§ Supplied data
>>>>
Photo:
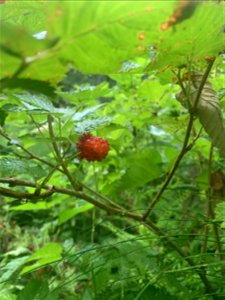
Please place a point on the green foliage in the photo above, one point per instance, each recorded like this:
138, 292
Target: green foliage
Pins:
147, 222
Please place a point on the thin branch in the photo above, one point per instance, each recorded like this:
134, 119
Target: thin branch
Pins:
185, 148
210, 209
58, 155
112, 210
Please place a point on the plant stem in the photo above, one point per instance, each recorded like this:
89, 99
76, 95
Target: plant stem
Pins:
185, 148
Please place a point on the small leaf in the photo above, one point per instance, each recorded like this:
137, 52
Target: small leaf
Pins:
68, 214
48, 254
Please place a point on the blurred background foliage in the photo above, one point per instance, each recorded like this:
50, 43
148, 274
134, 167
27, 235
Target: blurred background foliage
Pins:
110, 68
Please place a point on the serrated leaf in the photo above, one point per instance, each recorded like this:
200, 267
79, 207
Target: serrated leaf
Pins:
48, 254
142, 167
32, 102
80, 115
37, 290
85, 93
208, 110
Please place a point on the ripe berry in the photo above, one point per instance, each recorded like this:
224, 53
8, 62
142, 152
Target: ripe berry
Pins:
92, 148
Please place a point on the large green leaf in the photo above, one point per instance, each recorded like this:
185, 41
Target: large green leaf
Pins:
192, 40
143, 166
48, 254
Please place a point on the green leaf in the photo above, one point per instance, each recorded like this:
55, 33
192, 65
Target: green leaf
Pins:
50, 253
208, 110
32, 206
193, 39
11, 167
7, 296
143, 166
220, 214
68, 214
89, 125
85, 93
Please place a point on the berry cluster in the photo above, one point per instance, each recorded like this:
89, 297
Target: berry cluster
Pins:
92, 148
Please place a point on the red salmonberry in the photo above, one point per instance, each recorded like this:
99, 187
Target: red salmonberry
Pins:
92, 148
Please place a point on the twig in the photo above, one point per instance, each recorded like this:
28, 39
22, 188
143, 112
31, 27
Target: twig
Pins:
112, 210
185, 147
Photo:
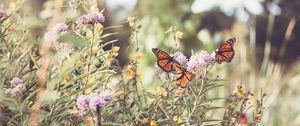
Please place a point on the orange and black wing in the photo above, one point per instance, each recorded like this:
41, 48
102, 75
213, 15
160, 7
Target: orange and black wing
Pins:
225, 51
183, 76
164, 60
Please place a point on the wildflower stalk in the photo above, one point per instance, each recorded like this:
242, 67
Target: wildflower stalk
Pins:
91, 52
98, 116
196, 101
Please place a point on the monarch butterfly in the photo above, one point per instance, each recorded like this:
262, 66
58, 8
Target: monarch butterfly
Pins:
164, 60
225, 52
183, 76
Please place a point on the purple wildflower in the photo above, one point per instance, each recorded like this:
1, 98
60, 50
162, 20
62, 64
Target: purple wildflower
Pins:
17, 91
198, 62
96, 101
60, 27
2, 14
83, 102
16, 81
107, 96
179, 57
201, 59
90, 18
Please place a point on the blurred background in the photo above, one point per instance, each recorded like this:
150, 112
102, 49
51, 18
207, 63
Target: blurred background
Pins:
267, 31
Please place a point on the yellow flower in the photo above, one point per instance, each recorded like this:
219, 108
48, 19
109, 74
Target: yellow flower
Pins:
177, 119
130, 71
115, 51
139, 75
178, 35
160, 91
131, 21
153, 122
139, 56
144, 121
230, 105
66, 79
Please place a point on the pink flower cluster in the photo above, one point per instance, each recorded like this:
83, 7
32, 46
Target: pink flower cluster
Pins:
93, 101
90, 18
2, 14
18, 87
198, 62
52, 35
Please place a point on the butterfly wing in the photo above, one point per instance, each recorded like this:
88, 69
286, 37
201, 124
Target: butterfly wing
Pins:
164, 60
183, 76
225, 51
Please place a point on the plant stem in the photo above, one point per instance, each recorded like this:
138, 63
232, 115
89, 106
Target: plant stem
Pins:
90, 55
98, 116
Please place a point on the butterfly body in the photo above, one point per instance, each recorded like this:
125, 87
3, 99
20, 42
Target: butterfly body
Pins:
164, 60
183, 76
169, 64
225, 52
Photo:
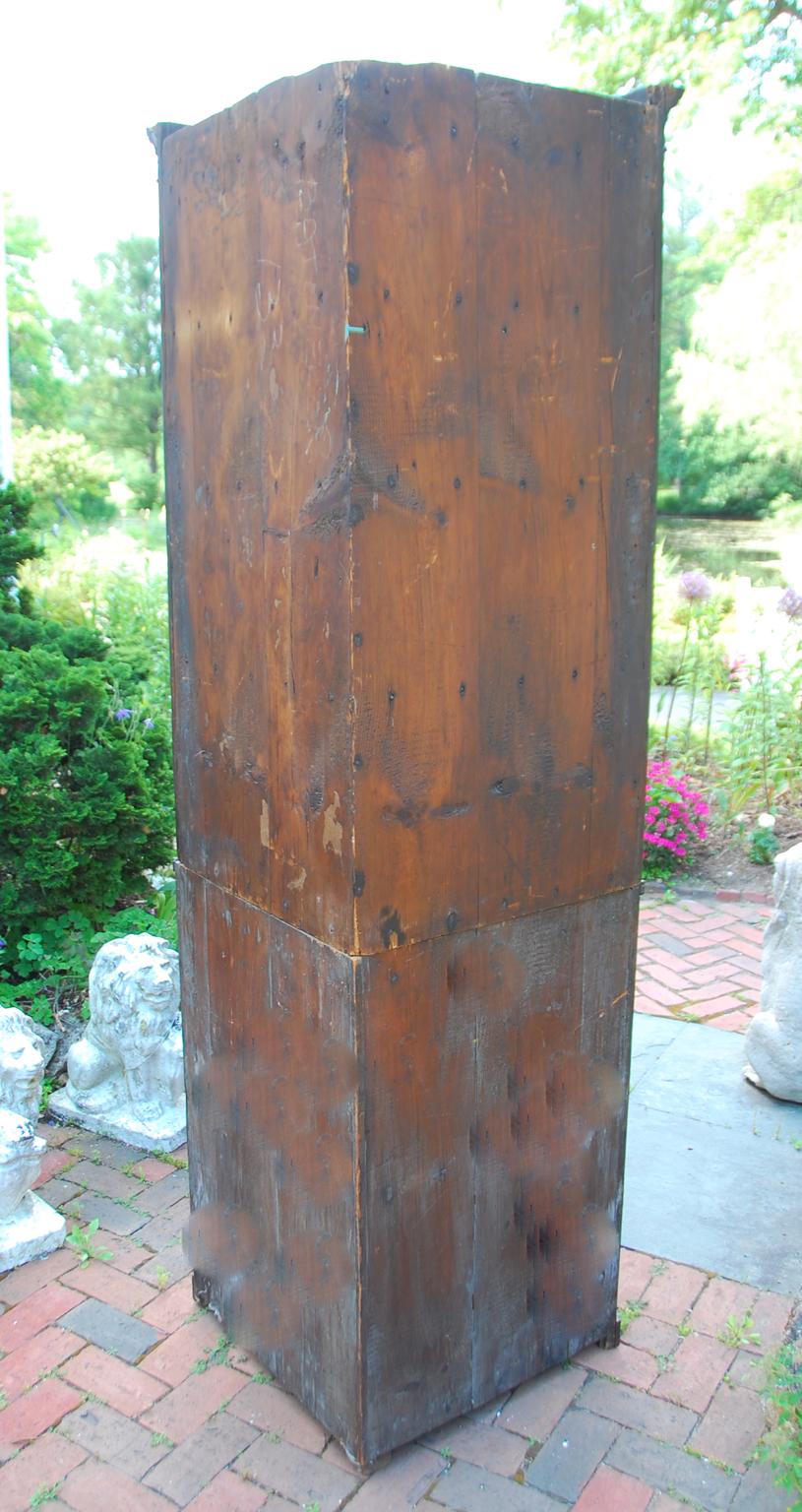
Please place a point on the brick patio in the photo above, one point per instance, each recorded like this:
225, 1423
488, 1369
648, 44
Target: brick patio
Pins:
700, 961
123, 1398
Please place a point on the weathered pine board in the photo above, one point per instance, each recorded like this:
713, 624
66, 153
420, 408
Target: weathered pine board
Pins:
406, 1167
411, 569
409, 381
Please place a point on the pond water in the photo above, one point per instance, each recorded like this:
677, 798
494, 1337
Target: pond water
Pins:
762, 550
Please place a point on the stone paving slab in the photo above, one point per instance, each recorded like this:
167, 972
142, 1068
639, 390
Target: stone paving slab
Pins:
706, 1154
144, 1407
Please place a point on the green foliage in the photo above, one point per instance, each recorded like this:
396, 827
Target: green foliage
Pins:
82, 1241
754, 47
113, 349
782, 1443
127, 605
36, 392
763, 847
762, 752
739, 1332
722, 472
64, 475
214, 1356
17, 546
85, 778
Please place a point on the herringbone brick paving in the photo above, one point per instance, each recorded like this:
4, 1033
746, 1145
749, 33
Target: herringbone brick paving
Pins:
120, 1396
700, 961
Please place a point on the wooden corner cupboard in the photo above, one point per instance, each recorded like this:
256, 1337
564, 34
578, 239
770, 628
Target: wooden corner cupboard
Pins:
411, 403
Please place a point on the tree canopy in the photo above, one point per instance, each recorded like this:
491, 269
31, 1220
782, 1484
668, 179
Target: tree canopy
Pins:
753, 47
36, 391
113, 351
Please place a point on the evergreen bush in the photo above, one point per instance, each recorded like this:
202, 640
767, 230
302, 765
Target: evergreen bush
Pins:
85, 769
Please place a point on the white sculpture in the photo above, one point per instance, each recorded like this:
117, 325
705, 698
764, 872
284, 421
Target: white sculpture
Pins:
773, 1040
29, 1227
22, 1063
126, 1077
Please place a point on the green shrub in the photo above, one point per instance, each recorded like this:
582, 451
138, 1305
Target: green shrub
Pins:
85, 773
64, 475
725, 475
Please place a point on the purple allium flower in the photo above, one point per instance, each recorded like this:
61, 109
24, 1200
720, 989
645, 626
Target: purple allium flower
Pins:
790, 603
694, 586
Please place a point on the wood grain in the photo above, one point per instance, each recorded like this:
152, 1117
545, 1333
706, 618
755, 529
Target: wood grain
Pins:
409, 394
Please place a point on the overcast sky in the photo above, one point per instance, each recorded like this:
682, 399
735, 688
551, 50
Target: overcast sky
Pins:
82, 82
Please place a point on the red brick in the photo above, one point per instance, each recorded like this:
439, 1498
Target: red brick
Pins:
295, 1473
55, 1133
123, 1387
635, 1275
731, 1426
23, 1367
402, 1485
709, 1010
671, 1292
26, 1280
169, 1263
695, 1371
33, 1314
274, 1411
771, 1317
651, 1334
669, 978
734, 1023
720, 1300
647, 1006
174, 1359
126, 1252
748, 1370
230, 1492
716, 998
185, 1410
240, 1359
41, 1464
658, 993
36, 1411
95, 1486
112, 1286
152, 1169
536, 1408
708, 958
172, 1306
612, 1491
53, 1162
632, 1365
104, 1179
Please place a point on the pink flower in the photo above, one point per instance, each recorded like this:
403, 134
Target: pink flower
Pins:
694, 586
790, 603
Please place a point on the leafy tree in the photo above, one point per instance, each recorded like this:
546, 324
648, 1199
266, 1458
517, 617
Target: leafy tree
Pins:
17, 546
38, 394
65, 476
113, 349
743, 363
85, 778
688, 267
754, 45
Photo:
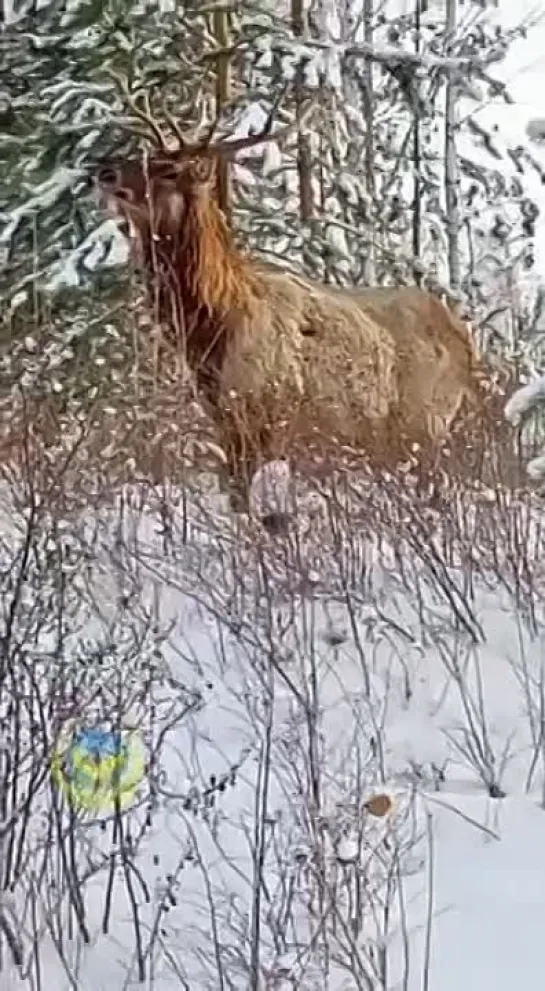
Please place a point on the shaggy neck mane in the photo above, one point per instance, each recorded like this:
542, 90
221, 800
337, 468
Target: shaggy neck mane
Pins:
199, 279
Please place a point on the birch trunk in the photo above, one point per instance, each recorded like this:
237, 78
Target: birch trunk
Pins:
452, 179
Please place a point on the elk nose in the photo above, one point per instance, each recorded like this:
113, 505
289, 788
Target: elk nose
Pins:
106, 176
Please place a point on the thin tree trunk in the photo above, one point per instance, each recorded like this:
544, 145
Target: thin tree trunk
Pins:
417, 159
368, 107
452, 180
223, 96
304, 166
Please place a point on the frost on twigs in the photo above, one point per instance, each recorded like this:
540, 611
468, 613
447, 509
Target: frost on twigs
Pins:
270, 495
524, 400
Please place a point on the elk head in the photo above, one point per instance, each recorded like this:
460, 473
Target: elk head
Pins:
154, 190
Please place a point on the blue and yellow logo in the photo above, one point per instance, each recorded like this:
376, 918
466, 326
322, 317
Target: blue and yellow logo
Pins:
99, 769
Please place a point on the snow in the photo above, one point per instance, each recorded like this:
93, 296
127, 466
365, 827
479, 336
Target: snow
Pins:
524, 400
424, 680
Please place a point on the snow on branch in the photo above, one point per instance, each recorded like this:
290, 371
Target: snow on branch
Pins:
524, 400
392, 55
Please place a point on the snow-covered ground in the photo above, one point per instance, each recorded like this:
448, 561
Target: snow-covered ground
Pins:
280, 683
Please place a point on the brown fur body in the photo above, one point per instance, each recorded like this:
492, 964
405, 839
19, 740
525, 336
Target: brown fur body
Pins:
282, 361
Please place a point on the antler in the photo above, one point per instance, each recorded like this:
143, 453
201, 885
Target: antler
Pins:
203, 144
144, 113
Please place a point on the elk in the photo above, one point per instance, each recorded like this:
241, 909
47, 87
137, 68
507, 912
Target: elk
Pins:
282, 361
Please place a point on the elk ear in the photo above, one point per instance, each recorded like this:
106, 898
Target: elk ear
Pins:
202, 170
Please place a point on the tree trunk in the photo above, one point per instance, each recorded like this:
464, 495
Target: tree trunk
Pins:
368, 109
452, 179
223, 96
304, 166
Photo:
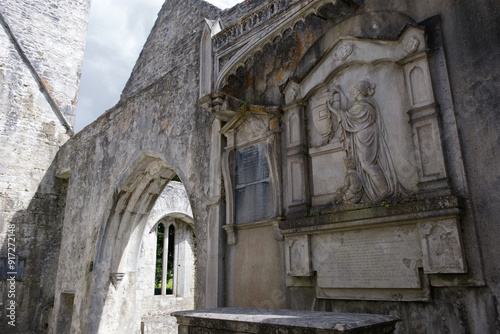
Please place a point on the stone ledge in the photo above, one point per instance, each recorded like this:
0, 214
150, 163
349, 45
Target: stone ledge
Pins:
338, 215
256, 320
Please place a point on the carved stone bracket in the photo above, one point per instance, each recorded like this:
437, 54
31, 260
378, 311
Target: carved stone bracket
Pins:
116, 279
298, 256
231, 234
<<<<
§ Task requirements
Leave out all pictures and extract exactly the lines from the line with "Please place a point on the elk head" through the end of the material.

§ The result
Please place a point on the elk head in the photo above, one point per instance, each recorded like this:
460, 473
Target: elk head
Pins:
154, 190
Please place a point on the blue and yellow logo in the photo above, one point per instance, each recorded like this:
376, 918
466, 326
322, 317
Target: blue and yellow logo
Pins:
99, 769
Please place a point on the snow in the photo above, one point per instance, each recorded like this:
93, 296
127, 466
365, 827
479, 336
Target: snow
Pins:
524, 400
424, 680
Please place a point on the snow on branch in the photo above, one point per instance, each recorded like this:
290, 371
Target: snow on branch
Pins:
524, 400
392, 55
Please place a point on the snow-covered ground in the photo above, one point per instance, each recorded like this:
448, 561
Target: snow-covered ground
Pins:
280, 683
Please place a point on the brown fur body in the photo above, one point per instance, each recorded like this:
492, 964
405, 839
19, 740
525, 336
Target: brown fur body
Pins:
282, 361
Please place a point on the antler in the photo above, one point per instance, each recorded like this:
143, 453
201, 885
Target: antler
Pins:
203, 144
144, 113
Please place a point on the elk in the photo above, one point per instance, each recorded like this:
241, 909
47, 87
137, 68
507, 912
Target: elk
Pins:
282, 361
Please place a point on the elk ear in the photo above, one point per instance, each recorded like this:
106, 898
Target: elk ear
Pins:
202, 170
Please place a point on the tree trunk in the photo above, one point per instance, each recorded like this:
464, 495
Target: tree trunk
Pins:
368, 109
452, 179
223, 96
304, 166
Photo:
Please place a point on the stone ledge in the photo above, one point per instance, each recorded like this:
0, 214
150, 163
349, 45
Target: stone ledge
Pins:
338, 215
256, 320
Please place a point on the carved stone bracket in the photo above, one point per instance, each recorded like this:
437, 54
31, 260
378, 311
Target: carved stone bracket
Pins:
116, 279
298, 256
231, 234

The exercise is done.